Trecho do documento |
.....

Este é o ponto de partida de “La mortadella” (1971), de Mario Monicelli, diretor de memoráveis comédias, como “O exército Brancaleone” e “Meus caros amigos”. O nome do filme nos EUA foi “Lady Liberty”. O cartaz mostrava Sophia caracterizada como a Estátua da Liberdade. Adequado. O choque de realidade que a sua personagem — cujo saboroso nome era Maddalena Ciarrapico — sofrerá não se restringirá ao Sonho Americano. Proietti — ou, na trama, Michelle Bruni — também a decepcionará.

.....

Exemplos de rotulagem de pontos:
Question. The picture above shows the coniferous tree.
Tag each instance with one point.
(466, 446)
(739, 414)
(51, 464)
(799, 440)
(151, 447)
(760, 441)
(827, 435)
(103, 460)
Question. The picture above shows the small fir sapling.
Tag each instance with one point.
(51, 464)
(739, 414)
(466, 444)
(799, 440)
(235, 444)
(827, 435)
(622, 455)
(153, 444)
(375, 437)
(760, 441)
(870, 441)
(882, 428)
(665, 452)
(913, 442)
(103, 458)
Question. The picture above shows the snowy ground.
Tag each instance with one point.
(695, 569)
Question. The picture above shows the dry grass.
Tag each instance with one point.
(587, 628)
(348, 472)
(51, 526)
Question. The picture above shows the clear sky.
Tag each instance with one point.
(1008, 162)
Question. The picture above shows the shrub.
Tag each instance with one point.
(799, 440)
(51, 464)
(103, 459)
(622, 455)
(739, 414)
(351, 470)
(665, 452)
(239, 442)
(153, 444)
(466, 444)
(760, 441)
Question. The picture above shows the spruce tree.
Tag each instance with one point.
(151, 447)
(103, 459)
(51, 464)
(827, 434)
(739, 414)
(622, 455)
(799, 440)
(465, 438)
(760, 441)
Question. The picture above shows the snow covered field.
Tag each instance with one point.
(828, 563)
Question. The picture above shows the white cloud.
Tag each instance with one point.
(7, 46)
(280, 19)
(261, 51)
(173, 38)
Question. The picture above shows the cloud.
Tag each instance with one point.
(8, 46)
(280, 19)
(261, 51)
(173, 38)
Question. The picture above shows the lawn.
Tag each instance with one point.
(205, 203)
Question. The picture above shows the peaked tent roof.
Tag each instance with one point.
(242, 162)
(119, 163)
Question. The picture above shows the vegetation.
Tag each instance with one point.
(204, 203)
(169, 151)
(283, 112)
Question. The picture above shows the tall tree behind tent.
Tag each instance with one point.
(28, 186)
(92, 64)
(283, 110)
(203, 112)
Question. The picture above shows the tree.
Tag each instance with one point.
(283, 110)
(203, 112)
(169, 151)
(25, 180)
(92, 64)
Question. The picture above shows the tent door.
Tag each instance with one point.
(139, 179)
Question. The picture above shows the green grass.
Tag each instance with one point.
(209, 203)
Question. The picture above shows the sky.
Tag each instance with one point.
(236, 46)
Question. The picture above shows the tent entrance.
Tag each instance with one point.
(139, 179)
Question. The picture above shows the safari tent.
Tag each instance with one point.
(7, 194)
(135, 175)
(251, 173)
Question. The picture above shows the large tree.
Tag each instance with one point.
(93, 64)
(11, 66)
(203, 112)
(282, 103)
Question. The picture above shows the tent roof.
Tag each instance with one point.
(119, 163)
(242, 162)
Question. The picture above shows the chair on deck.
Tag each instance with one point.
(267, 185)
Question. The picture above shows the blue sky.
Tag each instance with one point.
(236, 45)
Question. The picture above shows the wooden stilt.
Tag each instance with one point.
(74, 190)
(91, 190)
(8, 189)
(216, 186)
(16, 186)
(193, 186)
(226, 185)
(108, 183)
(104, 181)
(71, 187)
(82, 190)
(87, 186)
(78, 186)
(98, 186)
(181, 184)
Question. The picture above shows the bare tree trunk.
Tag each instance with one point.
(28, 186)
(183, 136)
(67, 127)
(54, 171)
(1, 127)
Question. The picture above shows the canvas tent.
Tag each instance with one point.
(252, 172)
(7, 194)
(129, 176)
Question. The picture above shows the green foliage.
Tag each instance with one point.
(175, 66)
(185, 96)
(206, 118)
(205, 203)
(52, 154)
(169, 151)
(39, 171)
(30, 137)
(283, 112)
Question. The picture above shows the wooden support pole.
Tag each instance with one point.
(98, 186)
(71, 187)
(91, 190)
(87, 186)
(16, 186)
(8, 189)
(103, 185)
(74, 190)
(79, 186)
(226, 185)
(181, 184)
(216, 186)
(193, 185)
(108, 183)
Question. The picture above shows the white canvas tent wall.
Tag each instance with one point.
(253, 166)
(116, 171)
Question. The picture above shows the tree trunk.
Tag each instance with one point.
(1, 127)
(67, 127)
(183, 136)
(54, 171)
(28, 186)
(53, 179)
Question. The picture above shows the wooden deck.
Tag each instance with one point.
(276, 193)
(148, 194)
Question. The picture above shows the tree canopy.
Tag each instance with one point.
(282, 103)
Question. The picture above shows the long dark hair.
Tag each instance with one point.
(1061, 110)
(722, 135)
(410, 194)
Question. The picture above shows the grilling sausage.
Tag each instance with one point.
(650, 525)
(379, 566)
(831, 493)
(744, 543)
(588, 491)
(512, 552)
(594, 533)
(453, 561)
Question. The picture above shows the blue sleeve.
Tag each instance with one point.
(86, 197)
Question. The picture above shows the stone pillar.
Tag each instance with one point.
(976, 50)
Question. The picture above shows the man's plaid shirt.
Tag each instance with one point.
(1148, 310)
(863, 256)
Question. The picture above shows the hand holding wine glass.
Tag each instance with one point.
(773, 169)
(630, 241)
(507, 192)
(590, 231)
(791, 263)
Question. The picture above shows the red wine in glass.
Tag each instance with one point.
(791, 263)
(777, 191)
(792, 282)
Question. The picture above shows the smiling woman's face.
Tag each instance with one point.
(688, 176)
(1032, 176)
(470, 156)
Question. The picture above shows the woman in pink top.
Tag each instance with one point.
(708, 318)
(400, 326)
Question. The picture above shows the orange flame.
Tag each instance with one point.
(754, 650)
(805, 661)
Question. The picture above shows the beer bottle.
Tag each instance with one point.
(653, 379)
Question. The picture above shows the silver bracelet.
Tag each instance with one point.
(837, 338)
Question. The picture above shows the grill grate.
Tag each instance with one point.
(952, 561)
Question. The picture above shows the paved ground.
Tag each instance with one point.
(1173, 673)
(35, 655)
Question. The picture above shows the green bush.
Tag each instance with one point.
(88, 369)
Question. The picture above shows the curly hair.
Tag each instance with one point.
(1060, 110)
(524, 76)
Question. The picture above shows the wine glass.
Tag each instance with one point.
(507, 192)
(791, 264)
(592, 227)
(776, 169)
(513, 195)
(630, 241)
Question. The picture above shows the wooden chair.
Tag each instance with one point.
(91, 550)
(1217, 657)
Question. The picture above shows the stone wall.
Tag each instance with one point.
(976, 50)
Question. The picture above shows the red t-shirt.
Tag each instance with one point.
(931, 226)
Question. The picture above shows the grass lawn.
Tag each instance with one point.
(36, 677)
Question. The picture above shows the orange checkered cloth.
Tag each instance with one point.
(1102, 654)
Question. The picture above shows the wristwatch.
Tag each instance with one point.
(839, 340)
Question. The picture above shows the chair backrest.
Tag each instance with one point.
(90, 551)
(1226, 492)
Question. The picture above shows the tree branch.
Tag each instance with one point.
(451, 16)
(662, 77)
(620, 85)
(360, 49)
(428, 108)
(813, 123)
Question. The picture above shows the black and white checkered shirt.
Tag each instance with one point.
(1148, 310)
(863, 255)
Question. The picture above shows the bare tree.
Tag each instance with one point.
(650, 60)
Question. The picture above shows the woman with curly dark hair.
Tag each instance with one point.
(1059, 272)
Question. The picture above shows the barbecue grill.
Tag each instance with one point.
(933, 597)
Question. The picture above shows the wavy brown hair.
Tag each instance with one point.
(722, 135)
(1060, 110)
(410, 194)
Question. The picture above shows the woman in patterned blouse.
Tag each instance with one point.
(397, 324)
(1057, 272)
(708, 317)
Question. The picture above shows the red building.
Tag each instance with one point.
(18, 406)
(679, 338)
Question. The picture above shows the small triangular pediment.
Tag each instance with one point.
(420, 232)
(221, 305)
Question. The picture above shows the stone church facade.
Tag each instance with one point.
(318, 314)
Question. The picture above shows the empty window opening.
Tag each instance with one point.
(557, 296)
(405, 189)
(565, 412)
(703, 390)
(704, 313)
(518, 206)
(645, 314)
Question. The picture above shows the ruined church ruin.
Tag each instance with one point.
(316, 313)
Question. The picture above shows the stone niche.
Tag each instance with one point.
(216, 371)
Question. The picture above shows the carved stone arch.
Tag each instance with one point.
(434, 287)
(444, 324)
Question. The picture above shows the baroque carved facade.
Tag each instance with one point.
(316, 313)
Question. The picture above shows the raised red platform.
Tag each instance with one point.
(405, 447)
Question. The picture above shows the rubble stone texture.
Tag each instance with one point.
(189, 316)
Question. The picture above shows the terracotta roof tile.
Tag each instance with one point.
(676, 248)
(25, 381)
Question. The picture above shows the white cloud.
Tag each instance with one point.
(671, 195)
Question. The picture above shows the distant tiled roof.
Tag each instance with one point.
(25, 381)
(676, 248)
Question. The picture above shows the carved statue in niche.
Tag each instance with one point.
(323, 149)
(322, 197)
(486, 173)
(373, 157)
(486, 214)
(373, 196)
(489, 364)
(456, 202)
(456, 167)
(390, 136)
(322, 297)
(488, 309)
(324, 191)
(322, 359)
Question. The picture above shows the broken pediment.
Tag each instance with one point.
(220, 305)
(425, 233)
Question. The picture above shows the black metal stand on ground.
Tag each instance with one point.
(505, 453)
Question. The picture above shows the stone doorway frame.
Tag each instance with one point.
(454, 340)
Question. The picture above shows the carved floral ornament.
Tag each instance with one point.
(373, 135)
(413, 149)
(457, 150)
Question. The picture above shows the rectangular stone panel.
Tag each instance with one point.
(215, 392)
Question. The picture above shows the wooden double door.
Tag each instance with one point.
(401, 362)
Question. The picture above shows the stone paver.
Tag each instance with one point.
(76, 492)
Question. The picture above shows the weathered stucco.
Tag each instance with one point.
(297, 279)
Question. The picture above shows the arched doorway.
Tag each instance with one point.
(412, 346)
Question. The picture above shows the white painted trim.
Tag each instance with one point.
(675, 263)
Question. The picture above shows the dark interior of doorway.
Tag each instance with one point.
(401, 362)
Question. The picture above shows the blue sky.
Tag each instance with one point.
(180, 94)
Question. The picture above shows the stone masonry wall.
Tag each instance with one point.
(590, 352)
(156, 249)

.....

Instruções de trabalho |
1. Segundo o texto sobre o filme “La mortadella”, com que nome ele foi lançado nos EUA?
2. Prossiga o texto sobre o filme “La mortadella” a partir da última frase apresentada.

Respostas do exercício |
1. Nos EUA, o filme se chamou “Lady Liberty”.

2.
Desde minha primeira viagem ao exterior, a trabalho, justamente para a Itália, quase três décadas atrás, jamais deixei de pensar em Sophia ao pousar no Galeão. Uma lei dos tempos de Vargas proibia que pessoas físicas entrassem no Brasil com derivados industrializados de carne e de leite. Proibia, pretérito imperfeito. No último dia 10, em um de seus últimos atos, a ex-ministra da Agricultura Kátia Abreu assinou instrução normativa que liberou a mortadela, o salame e outros embutidos de duplo sentido, além dos derivados de leite. Desde que, por viajante, não excedam dez quilos, aqueles, ou cinco quilos, estes, e venham acondicionados na embalagem original, devidamente rotulada.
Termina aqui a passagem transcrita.